··· Exercise material ···
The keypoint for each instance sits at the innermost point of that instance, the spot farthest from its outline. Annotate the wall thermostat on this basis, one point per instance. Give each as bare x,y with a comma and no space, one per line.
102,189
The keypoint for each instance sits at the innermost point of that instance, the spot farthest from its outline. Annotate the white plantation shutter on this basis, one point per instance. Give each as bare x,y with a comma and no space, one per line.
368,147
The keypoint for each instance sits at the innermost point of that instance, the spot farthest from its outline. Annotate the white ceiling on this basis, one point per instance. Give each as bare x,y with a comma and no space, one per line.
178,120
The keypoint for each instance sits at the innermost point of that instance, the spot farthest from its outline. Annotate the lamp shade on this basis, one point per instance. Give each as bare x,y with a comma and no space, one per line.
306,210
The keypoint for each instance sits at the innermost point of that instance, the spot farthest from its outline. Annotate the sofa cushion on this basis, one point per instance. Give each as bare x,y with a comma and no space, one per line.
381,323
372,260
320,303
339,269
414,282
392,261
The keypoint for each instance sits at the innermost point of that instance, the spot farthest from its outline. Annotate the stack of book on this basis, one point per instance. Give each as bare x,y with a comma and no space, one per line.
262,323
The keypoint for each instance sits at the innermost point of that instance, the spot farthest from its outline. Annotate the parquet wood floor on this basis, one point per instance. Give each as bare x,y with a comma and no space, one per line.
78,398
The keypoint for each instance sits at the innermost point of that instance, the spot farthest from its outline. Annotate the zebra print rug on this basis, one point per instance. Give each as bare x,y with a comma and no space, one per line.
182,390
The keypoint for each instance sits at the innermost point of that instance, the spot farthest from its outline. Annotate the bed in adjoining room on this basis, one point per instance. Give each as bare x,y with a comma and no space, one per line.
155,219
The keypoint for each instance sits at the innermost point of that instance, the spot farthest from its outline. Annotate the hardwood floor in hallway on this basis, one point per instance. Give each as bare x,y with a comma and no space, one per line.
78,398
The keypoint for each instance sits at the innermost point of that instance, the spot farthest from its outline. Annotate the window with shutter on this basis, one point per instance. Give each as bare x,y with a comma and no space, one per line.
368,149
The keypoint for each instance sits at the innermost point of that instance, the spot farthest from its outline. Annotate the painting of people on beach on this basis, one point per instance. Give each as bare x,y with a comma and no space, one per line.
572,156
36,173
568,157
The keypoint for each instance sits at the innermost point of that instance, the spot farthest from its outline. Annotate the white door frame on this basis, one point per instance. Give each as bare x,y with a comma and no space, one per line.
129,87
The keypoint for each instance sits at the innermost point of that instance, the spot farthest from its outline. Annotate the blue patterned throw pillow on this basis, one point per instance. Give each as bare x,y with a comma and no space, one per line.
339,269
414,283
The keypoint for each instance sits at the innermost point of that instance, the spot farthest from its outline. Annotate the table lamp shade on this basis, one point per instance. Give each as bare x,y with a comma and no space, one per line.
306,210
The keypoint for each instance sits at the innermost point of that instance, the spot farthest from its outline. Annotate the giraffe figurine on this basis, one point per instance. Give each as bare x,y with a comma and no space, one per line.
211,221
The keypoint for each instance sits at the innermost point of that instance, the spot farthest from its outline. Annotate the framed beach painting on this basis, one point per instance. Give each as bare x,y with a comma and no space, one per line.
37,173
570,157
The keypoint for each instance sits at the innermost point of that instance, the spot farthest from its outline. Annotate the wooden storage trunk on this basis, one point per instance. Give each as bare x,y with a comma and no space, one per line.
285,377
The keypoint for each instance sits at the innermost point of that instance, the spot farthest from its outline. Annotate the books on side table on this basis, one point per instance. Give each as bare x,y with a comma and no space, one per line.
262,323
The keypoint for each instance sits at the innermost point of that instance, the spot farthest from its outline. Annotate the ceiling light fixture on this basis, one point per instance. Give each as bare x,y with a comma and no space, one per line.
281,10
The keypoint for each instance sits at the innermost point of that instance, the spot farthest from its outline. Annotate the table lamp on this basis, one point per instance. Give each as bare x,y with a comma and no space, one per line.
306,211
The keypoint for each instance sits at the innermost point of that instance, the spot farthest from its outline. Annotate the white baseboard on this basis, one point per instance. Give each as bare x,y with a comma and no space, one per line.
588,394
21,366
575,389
···
### Task requirements:
Number every line of the entries above as a list, leaving out any blank lines.

### Solved exercise:
1. The keypoint for each instance sits at the innermost point of that instance, the spot farthest from its outline. Annotate the wall thermostat on this basis, one point per instance. Give each as bare x,y with a comma and no space, one per line.
2. 102,189
3. The keypoint for each instance sits at the innermost point of that instance, the spot farthest from its outline. Annotate the white plantation shutter on this basis, one point per instance. Give each as bare x,y with a comma and no space, one per line.
4. 368,147
5. The keypoint for each instance sits at the innermost point of that instance, the spot farthest from its outline. Annotate the white ceiling on this basis, one point per instance. Give each as bare x,y with a comma and no space, one per line.
6. 178,120
7. The keypoint for each instance sits at the innermost point of that instance, the spot farthest from its outline. Annotate the lamp shade on this basis, one point per instance. Give each as bare x,y with a comma and no space, one per line.
8. 306,210
9. The keypoint for each instance sits at the innermost point of that instance, the spot farthest from its outline. Annotate the sofa cushion on this basis, one point per instance. Give each as bare x,y with a comma and no space, one per line.
10. 381,323
11. 372,260
12. 320,303
13. 339,269
14. 414,282
15. 392,261
16. The keypoint for each instance sits at the innermost point of that instance, the spot farthest from its outline. Annotate the stack of book on this basis, one point per instance. Give each as bare x,y with a comma and no space, one per line.
17. 262,323
18. The keypoint for each instance sits at the innermost point of that instance, the spot farthest from its outline. Annotate the parquet wood floor on this basis, one point per instance. Give each as bare x,y with a comma and no space, one per line.
19. 78,398
20. The keypoint for each instance sits at the innermost point of that instance, the spot farthest from its outline. Annotate the zebra print rug on this basis, one point per instance. Give each as bare x,y with a comma and no space, one per line.
21. 182,390
22. The keypoint for each instance sits at the innermost point of that instance, the spot farthest from its outline. Annotate the bed in adjoining room on this basis, one point per instance. Give each as bare x,y with a comma and no space, one per line.
23. 155,219
24. The keypoint for each instance sits at the innermost point of that instance, the spot farthest from its outline. Annotate the hardwood floor in hallway on this basis, one point per instance. Give each as bare x,y with a comma and no space, one per line.
25. 78,398
26. The keypoint for each instance sits at the innermost point of that instance, the spot farthest from its outline. Annotate the window with shutter on this basis, one point per instance. Give each as bare x,y with a comma and no space, one per line.
27. 368,149
28. The keypoint for each instance sits at the innermost point of that instance, the spot farthest from its outline. Annotate the painting of people on beach on this basis, one point per instance. Give each as bare x,y with a comma and no space, one per line.
29. 572,156
30. 36,173
31. 568,157
32. The keypoint for each instance sits at the innermost point of that instance, the spot farthest from its outline. Annotate the white door frame on this basis, one point per instance. Give each as bare x,y with a comma and no space, one per line.
33. 129,87
34. The keypoint for each instance sits at the innermost point of that instance, the spot farthest from its outline. Annotate the blue patterned throw pillow on this basis, one point per instance. Give each as bare x,y with a comma and no space, one per line.
35. 339,269
36. 414,283
37. The keypoint for each instance sits at the innermost point of that instance, the spot farthest from its outline. Annotate the table lamp shade on this basis, one point per instance. Give each as bare x,y with a comma and no space, one per line.
38. 306,210
39. The keypoint for each instance sits at the innermost point of that instance, the spot farthest from its outline. Annotate the giraffe figurine on this basis, one point per instance. Give each as bare x,y with a comma and no space, one per line.
40. 211,221
41. The keypoint for each instance sits at the innermost point of that instance, the spot farthest from its outline. Annotate the framed beach painting on this basis, one point per instance. Give each as bare x,y with a comma and no space, one per line.
42. 37,173
43. 570,157
44. The keypoint for each instance sits at the innermost point of that instance, the spot farthest from its outline. Annotate the wooden storage trunk on this basis, one point per instance. Give each as bare x,y with a comma and no space, one per line.
45. 285,377
46. The keypoint for each instance sits at the innermost point of that instance, the spot farthest from its outline. Annotate the books on side table on this basis, one point per instance. Give each as bare x,y with a comma and no space, one per line.
47. 262,323
48. The keypoint for each instance sits at the innermost point of that instance, the spot farthest from its outline. Annotate the ceiling light fixture on this basis, one point per instance. Give each as bare x,y with a comma and no space, one per line.
49. 281,10
50. The keypoint for each instance sits at the innermost point of that instance, the spot farthest from its outline. Annotate the table lamp on this basis, one point per instance. Give each as bare x,y with a comma and no space, one per line.
51. 306,211
52. The keypoint for each instance sits at the innermost point of that instance, the spot farthest from its outline. Annotate the white baseboard on this basis, one point per instance. Give each as bare x,y with a comma and no space, one per line.
53. 588,394
54. 21,366
55. 575,389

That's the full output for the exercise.